[GOAL A]: In the proofreading article below, how was the word "grammar" misspelled on the school's sign?

[TEXT EXTRACT]:
****************************************

Spelling errors are always embarrassing. Just how embarrassing depends upon the nature and location of that spelling mistake. A spelling mistake on a large sign is a pretty big deal. When that sign is advertising the services of a school, it's an even bigger deal. And when the word that has been incorrectly spelled is 'grammar'... well, that's about as embarrassing as it gets.
But that's precisely the mistake that an absence of effective proofreading resulted in for a Christian Brothers' school in Omagh (see picture) when the word 'grammar' was spelled 'grammer'. Oops. Not only were those responsible exposed to a little local ridicule, they were also, thanks to the wonders of social media, subjected to a fair amount of international mockery.
Every now and then, I receive an email pointing out an error in The No-Nonsense Proofreading Course eBook or, more frequently, on this very website. Mostly these mistakes are minor grammatical misdemeanours, some are a matter of opinion, but there have been a couple of humdingers. Inevitably, the authors of these missives will ask if they’ve spotted a ‘deliberate error’ I’ve buried between the covers of my eBook as a test, an Easter egg for the eagle-eyed. As a firm believer that honesty really is the best policy, I always answer along the lines of, “No, it wasn’t a deliberate mistake. My bad.”
It might seem shameful for someone promoting a proofreading course to admit to such oversights but – drum roll, please – I’m only human. And, unless there is some kind of intergalactic proofreading organisation I’ve yet to be introduced to, all proofreaders are ‘only human’.
I've yet to meet a proofreader who didn't fail to notice the odd spelling or grammatical error, and I’ve been fortunate enough to work with some extremely dedicated proofreaders from the glory days of hot metal. This is why many publishing departments try to ensure more the one proofreader checks each piece of work, and even then – even then – mistakes go unspotted. I’m currently reading a novel by Dennis Lehane in which, quite early on, there is a spelling error. When you see it staring up at you from the printed page, it seems incredible that anyone could have missed such a thing, let alone the surely
expert proofreaders at Random House. But miss it they did.
Proofreaders make mistakes. Proofreaders are human. Show me a proofreader who has yet to fall flat on his or her face and I’ll say, “It’s only a matter of time.”
The fact that I have gone to the trouble of dedicating an entire chapter of The No-Nonsense Proofreading Course to the subject of ‘what to do when it all goes horribly wrong’, should give you an idea of where I stand on the fallibility of proofreaders!
I’ll admit I’m not the greatest proofreader. When compared to the time-served proofreaders I’ve worked with over the years, my eye stands revealed as somewhat inadequate. However, my experience of proofreading is, even though I say it myself, pretty darn good. And my understanding of what makes a good proofreader and what makes for good proofreading is even better.
Mistakes, I've made a few, but I have never given bad advice when it comes to the subject of proofreading.
It’s hard to know where to start with this story from KXAS-TV. It illustrates
any number of proofreading lessons: how easy it is to miss a humdinger of an
error, how difficult said error can be to rectify once it has been spotted and
the potential cost involved. I think I’ll leave it to the original reporter,
A Texas elementary school is correcting a spelling mistake made when it
changed its name nearly nine years ago.
Sunrise Elementary School in Fort Worth added "McMillan" to its name in the
2003-2004 school year -- but also added an extra "i."

****************************************

[MATERIAL PROVIDED]:
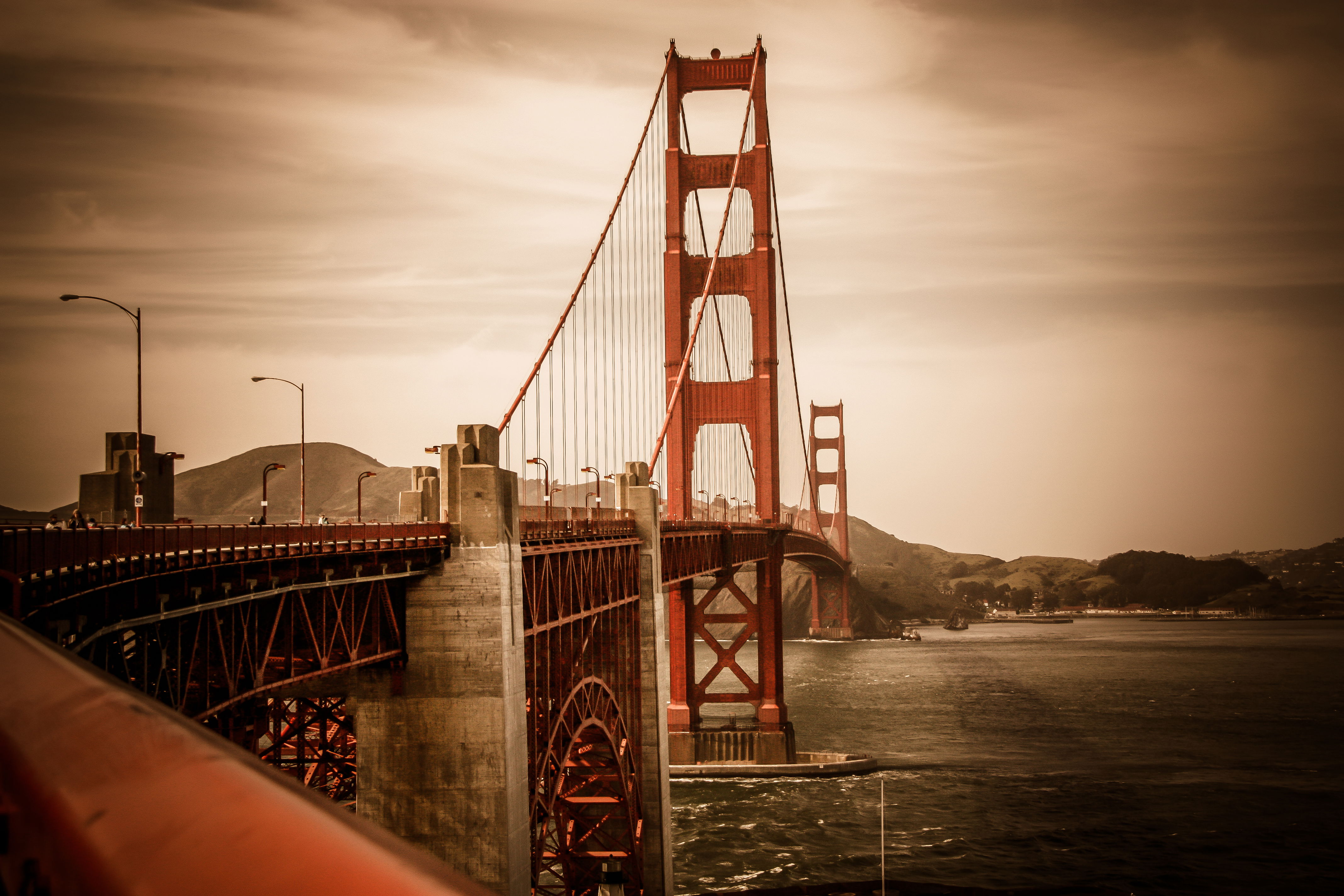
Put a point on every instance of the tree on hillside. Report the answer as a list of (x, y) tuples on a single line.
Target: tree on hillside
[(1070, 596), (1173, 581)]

****************************************

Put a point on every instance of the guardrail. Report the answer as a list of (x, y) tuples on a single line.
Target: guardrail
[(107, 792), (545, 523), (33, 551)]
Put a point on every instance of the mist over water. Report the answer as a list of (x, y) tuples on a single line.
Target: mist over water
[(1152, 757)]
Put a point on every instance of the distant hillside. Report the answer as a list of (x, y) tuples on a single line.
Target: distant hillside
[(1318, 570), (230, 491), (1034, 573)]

****************************************

[GOAL B]: In the entries above, copy out verbatim the lines from the one containing "Put a point on every instance of the distant" to the one containing "[(1318, 570), (230, 491), (1034, 573)]", inclusive.

[FINAL RESULT A]: It was spelled "grammer."

[FINAL RESULT B]:
Put a point on every instance of the distant hillside. Report the answer as a list of (x, y) tuples on a single line.
Target: distant hillside
[(1318, 570), (230, 491), (1034, 573)]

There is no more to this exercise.